• [Items from a dataset]
------------------------------

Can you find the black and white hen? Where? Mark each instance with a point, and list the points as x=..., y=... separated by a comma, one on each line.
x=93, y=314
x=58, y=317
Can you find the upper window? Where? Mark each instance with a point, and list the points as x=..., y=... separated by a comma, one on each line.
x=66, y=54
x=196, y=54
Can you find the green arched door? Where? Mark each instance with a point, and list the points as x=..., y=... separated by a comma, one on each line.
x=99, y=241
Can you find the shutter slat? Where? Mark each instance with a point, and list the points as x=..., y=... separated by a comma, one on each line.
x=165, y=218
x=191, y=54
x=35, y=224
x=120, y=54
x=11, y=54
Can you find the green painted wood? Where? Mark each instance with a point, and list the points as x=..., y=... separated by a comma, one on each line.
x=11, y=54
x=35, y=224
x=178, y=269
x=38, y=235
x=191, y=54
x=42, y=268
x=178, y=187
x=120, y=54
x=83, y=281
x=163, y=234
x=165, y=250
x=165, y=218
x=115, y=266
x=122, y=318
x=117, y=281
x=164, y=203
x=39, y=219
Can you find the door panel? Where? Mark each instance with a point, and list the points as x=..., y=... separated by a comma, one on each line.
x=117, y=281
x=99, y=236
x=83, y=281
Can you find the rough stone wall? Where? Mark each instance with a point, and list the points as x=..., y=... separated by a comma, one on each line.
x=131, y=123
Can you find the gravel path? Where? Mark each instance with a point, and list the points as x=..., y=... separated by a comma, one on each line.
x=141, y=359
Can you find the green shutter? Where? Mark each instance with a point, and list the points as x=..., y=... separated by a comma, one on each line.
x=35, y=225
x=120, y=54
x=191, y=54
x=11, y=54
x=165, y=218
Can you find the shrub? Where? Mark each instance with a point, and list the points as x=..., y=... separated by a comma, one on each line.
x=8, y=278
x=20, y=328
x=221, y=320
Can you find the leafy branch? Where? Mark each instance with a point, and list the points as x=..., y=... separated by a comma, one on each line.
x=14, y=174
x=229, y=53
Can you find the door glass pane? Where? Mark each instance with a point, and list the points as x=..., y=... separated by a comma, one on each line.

------------------------------

• [WHAT IS REQUIRED]
From the line containing "Can you find the green shutter?" through the last line of the entries above, print every line exactly, including both ends, and nothing else.

• [EXPECTED ANSWER]
Can you find the green shutter? Where? Mark each instance with a point, and list the points as x=..., y=... separated by a comma, one on each line.
x=35, y=225
x=120, y=54
x=191, y=54
x=11, y=54
x=165, y=218
Can you find the shrub? Where? Mark each instance with a point, and list the points as x=..., y=... separated by a comma, one on each line.
x=8, y=278
x=20, y=328
x=221, y=320
Can you find the leafy branch? Where? Mark each instance with a point, and list the points as x=..., y=... separated by a comma, one on each line.
x=14, y=174
x=229, y=53
Can you find the door glass pane? Where? Mark each instance with a point, and list the points as x=..., y=... separated by a comma, one on each line.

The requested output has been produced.